The roots of the quadratic equation $x^2+px+q=0$ , where q is not 0 are $\alpha$ and $\beta$ and the
roots of the quadratic equation $x^2+p'x+q=0$ is $k\alpha$ and $\frac{\beta}{k}$. For any p ,p' and q , show that the sum of the four possible values of k is $\frac{pp'}{q}$.
• Jan 15th 2009, 12:01 AM
NonCommAlg
Quote:

Originally Posted by mathaddict

The roots of the quadratic equation $x^2+px+q=0$ , where q is not 0 are $\alpha$ and $\beta$ and the
roots of the quadratic equation $x^2+p'x+q=0$ is $k\alpha$ and $\frac{\beta}{k}$. For any p ,p' and q , show that the sum of the four possible values of k is $\frac{pp'}{q}$.

so you have: $\begin{cases} \alpha + \beta=-p \\ \alpha \beta = q \\ k\alpha + \frac{\beta}{k}=-p' \end{cases}.$ fro the last equation you get $\alpha k^2 + \beta=-p'k,$ which with the first equation give us: $\alpha=\frac{p-p'k}{k^2-1}, \ \beta=\frac{(p'-pk)k}{k^2 - 1}.$ [here i'm assuming that $k \neq \pm 1.$]

putting what we got for $\alpha, \beta$ in the second equation, i.e. $\alpha \beta = q,$ gives us: $(p-p'k)(p'-pk)k=q(k^2-1)^2.$ thus: $qk^4 -pp'k^3 + (p^2 + p'^2 - 2q)k^2 - pp'k + q=0$ and the result follows.
• Jan 15th 2009, 06:49 AM
mathaddict
Re :
Quote:

Originally Posted by NonCommAlg
so you have: $\begin{cases} \alpha + \beta=-p \\ \alpha \beta = q \\ k\alpha + \frac{\beta}{k}=-p' \end{cases}.$ fro the last equation you get $\alpha k^2 + \beta=-p'k,$ which with the first equation give us: $\alpha=\frac{p-p'k}{k^2-1}, \ \beta=\frac{(p'-pk)k}{k^2 - 1}.$ [here i'm assuming that $k \neq \pm 1.$]

putting what we got for $\alpha, \beta$ in the second equation, i.e. $\alpha \beta = q,$ gives us: $(p-p'k)(p'-pk)k=q(k^2-1)^2.$ thus: $qk^4 -pp'k^3 + (p^2 + p'^2 - 2q)k^2 - pp'k + q=0$ and the result follows.

Thanks NonCommAlg , I understood what you did , but i don seem to get the result . The sum of all possible values of k ..
• Jan 15th 2009, 07:44 AM
Isomorphism
Quote:

Originally Posted by mathaddict
Thanks NonCommAlg , I understood what you did , but i don seem to get the result . The sum of all possible values of k ..

Hint: The four possible values are the roots of that quartic equation....
• Jan 15th 2009, 11:16 PM
mathaddict
RE :
This is what i did so far , trying to get the roots of this equation .

$qk^2-pp'k+(p^2+p'^2-2q)-\frac{pp'}{k}+\frac{q}{k^2}=0$

Let $w=k+\frac{1}{k^2}$ and substituting into the equation , i got

$q(w-2)-pp'w+p^2+p'^2-2q=0$

Till here , i have no idea how to get the roots .

Data items
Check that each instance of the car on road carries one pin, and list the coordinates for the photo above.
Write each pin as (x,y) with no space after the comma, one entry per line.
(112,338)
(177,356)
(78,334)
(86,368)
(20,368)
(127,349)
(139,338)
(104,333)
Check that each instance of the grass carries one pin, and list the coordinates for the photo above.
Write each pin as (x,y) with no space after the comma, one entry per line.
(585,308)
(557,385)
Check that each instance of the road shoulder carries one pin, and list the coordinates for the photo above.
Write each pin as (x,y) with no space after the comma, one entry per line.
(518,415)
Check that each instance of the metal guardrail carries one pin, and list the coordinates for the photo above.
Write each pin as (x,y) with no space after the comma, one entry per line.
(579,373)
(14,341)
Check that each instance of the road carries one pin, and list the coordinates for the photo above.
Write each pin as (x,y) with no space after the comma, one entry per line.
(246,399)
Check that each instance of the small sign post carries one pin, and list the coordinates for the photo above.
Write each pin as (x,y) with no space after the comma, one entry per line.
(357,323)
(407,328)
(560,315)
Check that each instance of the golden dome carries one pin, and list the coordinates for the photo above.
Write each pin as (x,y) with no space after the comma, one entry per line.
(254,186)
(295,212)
...
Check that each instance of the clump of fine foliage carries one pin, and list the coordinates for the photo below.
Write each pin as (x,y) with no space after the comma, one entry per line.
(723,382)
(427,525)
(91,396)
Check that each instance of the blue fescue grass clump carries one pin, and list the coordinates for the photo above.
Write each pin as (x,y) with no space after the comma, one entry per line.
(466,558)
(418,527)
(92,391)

▶ Problem set
a) Write out the section of the forum thread on quadratic roots from "Hint: The four" to "the roots .".
b) In the forum thread on quadratic roots, what assumption about k does NonCommAlg state?
c) Carry on the forum thread on quadratic roots from the point where it stops.

▶ The answers
a)
Hint: The four possible values are the roots of that quartic equation....
• Jan 15th 2009, 11:16 PM
mathaddict
RE :
This is what i did so far , trying to get the roots of this equation .

$qk^2-pp'k+(p^2+p'^2-2q)-\frac{pp'}{k}+\frac{q}{k^2}=0$

Let $w=k+\frac{1}{k^2}$ and substituting into the equation , i got

$q(w-2)-pp'w+p^2+p'^2-2q=0$

Till here , i have no idea how to get the roots .

b) NonCommAlg assumes that k is not equal to plus or minus 1.

c)
• Jan 15th 2009, 11:37 PM
Isomorphism
You dont need to find the roots. All you need is the sum of the roots. Looking at the polynomial equation, cant you tell the sum of the roots in terms of its coefficients?
• Jan 15th 2009, 11:50 PM
mathaddict
Re :
Oh alright , my mistake . By the way , i understand for quadratic equation

$ax^2+bx+c=0$

The sum of roots is -b/a

But for quartic equation , i am not sure which is the sum of roots .
• Jan 15th 2009, 11:58 PM
Isomorphism
Quote:

Originally Posted by mathaddict
Oh alright , my mistake . By the way , i understand for quadratic equation

$ax^2+bx+c=0$

The sum of roots is -b/a

But for quartic equation , i am not sure which is the sum of roots .

Oh... sorry then :(

For a quartic $ax^4 + bx^3 + cx^2 + dx + e = 0$, the sum of the roots is $-\frac{b}{a}$. Use this idea and you will immediately get the answer.
• Jan 16th 2009, 12:03 AM
mathaddict
Re :
Thanks a lot iso , for clearing all my doubts ..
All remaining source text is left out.